## The request
Return every line of the material below unchanged, leaving out the picture.

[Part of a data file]
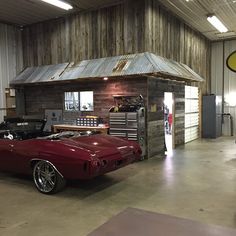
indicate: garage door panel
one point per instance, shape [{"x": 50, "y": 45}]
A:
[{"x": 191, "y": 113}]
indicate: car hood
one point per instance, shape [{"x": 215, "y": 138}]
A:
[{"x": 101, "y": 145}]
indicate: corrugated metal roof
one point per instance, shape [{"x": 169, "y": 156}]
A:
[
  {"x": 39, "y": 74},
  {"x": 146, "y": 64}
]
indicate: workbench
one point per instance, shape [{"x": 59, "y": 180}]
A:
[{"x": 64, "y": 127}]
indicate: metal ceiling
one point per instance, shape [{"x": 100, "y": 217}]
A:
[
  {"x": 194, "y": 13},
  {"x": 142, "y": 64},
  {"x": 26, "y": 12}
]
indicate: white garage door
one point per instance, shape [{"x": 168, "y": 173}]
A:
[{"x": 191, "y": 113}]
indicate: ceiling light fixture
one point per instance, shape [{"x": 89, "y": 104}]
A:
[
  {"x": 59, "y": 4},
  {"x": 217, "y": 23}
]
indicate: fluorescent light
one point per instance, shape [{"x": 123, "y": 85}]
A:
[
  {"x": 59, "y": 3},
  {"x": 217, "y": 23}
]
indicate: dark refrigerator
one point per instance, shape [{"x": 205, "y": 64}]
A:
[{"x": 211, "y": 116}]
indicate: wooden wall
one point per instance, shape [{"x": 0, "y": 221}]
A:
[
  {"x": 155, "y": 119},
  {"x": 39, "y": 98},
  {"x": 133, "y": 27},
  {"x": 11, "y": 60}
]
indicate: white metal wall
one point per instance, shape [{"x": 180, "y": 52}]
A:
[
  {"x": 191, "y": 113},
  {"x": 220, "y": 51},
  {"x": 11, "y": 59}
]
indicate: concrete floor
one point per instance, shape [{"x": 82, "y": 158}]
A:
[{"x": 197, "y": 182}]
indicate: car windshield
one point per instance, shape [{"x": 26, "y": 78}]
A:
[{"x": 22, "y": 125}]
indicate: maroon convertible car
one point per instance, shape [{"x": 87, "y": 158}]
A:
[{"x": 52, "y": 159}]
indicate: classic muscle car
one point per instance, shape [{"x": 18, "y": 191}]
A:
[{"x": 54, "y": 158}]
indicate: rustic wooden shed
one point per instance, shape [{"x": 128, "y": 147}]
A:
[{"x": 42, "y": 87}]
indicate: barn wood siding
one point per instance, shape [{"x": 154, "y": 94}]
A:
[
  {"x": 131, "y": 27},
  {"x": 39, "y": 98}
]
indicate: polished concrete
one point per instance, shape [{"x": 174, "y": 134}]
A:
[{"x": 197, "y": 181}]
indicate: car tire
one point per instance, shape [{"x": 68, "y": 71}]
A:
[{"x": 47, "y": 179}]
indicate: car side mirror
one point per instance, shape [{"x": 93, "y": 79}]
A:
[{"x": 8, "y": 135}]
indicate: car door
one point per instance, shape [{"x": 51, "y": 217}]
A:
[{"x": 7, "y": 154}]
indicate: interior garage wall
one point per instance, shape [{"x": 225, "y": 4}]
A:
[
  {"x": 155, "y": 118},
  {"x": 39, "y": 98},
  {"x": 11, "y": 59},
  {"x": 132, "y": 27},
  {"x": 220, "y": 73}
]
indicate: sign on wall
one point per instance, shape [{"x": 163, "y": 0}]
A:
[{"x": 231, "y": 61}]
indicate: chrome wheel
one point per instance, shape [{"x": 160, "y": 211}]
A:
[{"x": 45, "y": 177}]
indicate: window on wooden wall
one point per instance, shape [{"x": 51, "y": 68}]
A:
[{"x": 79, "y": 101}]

## Exercise answer
indicate: garage door panel
one point per instance, shape [{"x": 50, "y": 45}]
A:
[{"x": 191, "y": 113}]
indicate: car hood
one point per instance, shape [{"x": 215, "y": 138}]
A:
[{"x": 101, "y": 145}]
indicate: corrugated metal roof
one point per instance, shape [{"x": 169, "y": 156}]
A:
[
  {"x": 39, "y": 74},
  {"x": 146, "y": 64}
]
indicate: workbench
one point per instance, shape [{"x": 59, "y": 180}]
A:
[{"x": 64, "y": 127}]
indicate: metal ceiling
one point per instance, shape [{"x": 100, "y": 217}]
A:
[
  {"x": 194, "y": 13},
  {"x": 142, "y": 64},
  {"x": 26, "y": 12}
]
indicate: white garage door
one point per instance, shape [{"x": 168, "y": 173}]
A:
[{"x": 191, "y": 113}]
indicate: ceiling light fixture
one point per instance, shape [{"x": 89, "y": 104}]
A:
[
  {"x": 59, "y": 4},
  {"x": 217, "y": 23}
]
indicate: fluorescent light
one point per instance, shape [{"x": 123, "y": 85}]
A:
[
  {"x": 59, "y": 3},
  {"x": 217, "y": 23}
]
indicate: dark refrigerator
one point per instance, shape [{"x": 205, "y": 64}]
A:
[{"x": 211, "y": 116}]
indicate: wooden wall
one point per instance, shape [{"x": 0, "y": 221}]
A:
[
  {"x": 155, "y": 119},
  {"x": 39, "y": 98},
  {"x": 133, "y": 27},
  {"x": 11, "y": 60}
]
indicate: white metal wall
one point per instance, shape [{"x": 180, "y": 52}]
A:
[
  {"x": 191, "y": 113},
  {"x": 220, "y": 51},
  {"x": 11, "y": 59}
]
indicate: concrete floor
one point per instance, shape [{"x": 82, "y": 158}]
A:
[{"x": 197, "y": 182}]
indicate: car windshield
one point per instance, shape [{"x": 26, "y": 78}]
A:
[{"x": 22, "y": 125}]
indicate: maroon convertible car
one point per instance, shape [{"x": 87, "y": 158}]
A:
[{"x": 52, "y": 159}]
indicate: classic muscle car
one point per instance, shape [{"x": 18, "y": 191}]
A:
[{"x": 54, "y": 158}]
indicate: rustic wooden shed
one point per instance, shape [{"x": 128, "y": 147}]
A:
[{"x": 42, "y": 87}]
indicate: barn wood siding
one point per instance, shape [{"x": 154, "y": 94}]
A:
[
  {"x": 131, "y": 27},
  {"x": 39, "y": 98}
]
indicate: polished concrete
one point per instance, shape [{"x": 174, "y": 134}]
A:
[{"x": 197, "y": 181}]
indicate: car tire
one point per instance, shape [{"x": 68, "y": 71}]
A:
[{"x": 47, "y": 179}]
indicate: car side mirror
one point per instance, shape [{"x": 93, "y": 79}]
A:
[{"x": 8, "y": 135}]
indicate: car door
one point per instance, shape [{"x": 51, "y": 217}]
A:
[{"x": 7, "y": 154}]
indicate: interior garage wall
one point per instance, shape [{"x": 225, "y": 4}]
A:
[
  {"x": 155, "y": 118},
  {"x": 39, "y": 98},
  {"x": 11, "y": 59},
  {"x": 132, "y": 27},
  {"x": 220, "y": 73}
]
indicate: sign on wall
one point per instance, shape [{"x": 163, "y": 0}]
A:
[{"x": 231, "y": 61}]
indicate: chrome wheel
one point per instance, shape [{"x": 160, "y": 211}]
A:
[{"x": 45, "y": 177}]
indicate: window on wooden wall
one point per instance, shape [{"x": 51, "y": 68}]
A:
[{"x": 79, "y": 101}]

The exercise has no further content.